REQUIREMENT: Lay out the stretch of rows from the start through the line that contains "box: [52, 56, 151, 70]" as a JSON list of strings, one string per line, leaving out any blank lines.

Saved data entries

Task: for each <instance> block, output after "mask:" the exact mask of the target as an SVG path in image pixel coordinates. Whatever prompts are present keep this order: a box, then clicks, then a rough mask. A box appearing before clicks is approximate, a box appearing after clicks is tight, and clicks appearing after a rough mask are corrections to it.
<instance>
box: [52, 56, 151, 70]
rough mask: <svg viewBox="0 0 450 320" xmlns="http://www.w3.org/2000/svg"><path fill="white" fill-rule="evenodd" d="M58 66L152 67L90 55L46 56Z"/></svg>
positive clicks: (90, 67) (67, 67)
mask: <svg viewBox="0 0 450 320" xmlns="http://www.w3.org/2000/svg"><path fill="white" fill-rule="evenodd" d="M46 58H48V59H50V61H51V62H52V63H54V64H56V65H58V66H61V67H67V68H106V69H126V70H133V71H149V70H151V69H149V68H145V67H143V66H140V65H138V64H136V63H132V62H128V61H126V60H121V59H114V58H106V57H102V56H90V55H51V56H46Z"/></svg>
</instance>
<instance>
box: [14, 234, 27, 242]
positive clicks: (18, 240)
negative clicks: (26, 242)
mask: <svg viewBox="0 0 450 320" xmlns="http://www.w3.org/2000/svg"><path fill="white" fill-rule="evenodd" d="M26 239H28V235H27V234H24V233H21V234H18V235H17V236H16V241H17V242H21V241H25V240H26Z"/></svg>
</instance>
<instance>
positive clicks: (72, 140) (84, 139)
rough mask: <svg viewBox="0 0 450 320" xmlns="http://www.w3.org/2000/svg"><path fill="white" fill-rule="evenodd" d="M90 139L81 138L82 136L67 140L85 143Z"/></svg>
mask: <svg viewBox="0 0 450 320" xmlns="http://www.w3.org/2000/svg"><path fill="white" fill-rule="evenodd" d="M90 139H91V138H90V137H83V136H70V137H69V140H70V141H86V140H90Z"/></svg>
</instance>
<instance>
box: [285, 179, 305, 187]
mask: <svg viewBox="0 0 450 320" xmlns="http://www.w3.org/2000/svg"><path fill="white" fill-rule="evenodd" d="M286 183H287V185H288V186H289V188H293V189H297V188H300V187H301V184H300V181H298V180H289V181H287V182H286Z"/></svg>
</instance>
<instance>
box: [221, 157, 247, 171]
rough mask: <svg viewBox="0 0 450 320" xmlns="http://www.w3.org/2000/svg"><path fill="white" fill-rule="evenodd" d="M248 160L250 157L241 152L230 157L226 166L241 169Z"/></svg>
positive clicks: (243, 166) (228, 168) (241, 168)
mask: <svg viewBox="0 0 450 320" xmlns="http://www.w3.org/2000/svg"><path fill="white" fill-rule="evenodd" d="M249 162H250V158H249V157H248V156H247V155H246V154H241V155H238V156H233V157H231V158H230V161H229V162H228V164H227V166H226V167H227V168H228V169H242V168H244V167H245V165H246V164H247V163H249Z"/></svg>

SOLUTION TO THIS PROBLEM:
[
  "Task: for each <instance> block, output after \"mask:\" the exact mask of the target as an SVG path in image pixel coordinates. Whatever prompts are present keep this order: a box, then clicks, then a rough mask. A box appearing before clicks is approximate, a box appearing after clicks is tight, and clicks appearing after a rough mask are corrections to it.",
  "<instance>",
  "box: [52, 56, 151, 70]"
]